═════ The records ═════

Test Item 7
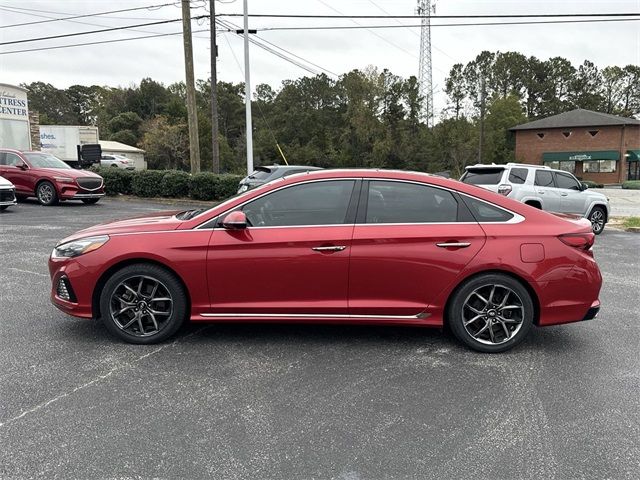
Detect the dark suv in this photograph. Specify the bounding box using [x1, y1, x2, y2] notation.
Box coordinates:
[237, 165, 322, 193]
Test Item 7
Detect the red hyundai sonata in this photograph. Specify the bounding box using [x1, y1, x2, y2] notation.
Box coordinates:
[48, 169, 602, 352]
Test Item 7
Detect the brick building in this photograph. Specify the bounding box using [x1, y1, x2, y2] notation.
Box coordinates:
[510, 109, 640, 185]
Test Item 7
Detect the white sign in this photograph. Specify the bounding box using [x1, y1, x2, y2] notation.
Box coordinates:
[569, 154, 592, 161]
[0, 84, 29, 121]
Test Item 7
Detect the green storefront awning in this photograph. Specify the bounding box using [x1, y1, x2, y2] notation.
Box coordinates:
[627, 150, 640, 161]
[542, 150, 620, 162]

═════
═════ The records ═════

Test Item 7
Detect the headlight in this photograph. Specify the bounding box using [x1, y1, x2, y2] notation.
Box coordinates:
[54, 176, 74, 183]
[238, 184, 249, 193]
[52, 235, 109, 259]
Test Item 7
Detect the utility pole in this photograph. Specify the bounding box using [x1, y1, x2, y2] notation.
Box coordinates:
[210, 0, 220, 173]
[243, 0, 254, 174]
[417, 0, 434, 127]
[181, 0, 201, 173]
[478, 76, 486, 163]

═════
═════ The records ═════

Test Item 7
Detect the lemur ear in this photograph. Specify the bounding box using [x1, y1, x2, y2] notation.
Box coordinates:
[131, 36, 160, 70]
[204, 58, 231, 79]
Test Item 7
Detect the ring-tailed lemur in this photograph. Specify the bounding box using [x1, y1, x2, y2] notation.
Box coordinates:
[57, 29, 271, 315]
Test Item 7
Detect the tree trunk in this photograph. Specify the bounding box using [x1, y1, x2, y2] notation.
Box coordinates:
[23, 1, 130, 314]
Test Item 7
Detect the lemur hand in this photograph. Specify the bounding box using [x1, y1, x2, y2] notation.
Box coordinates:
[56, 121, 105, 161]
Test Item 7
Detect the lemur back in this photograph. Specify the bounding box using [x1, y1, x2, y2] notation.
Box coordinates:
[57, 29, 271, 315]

═════

◆ Exercise ◆
Each line in the data that holds the string "lemur" needs to be copied.

◆ Finished task ◆
Detect the lemur ear in this photograph. Specify the bounding box using [x1, y1, x2, y2] notation.
Detect the ring-tailed lemur in this photograph. Specify the bounding box using [x1, y1, x2, y2] notation.
Detect the lemur hand in this photograph. Specify the bounding box using [x1, y1, x2, y2] notation.
Detect the lemur back in this photograph. Specify the bounding box using [x1, y1, x2, y2] notation.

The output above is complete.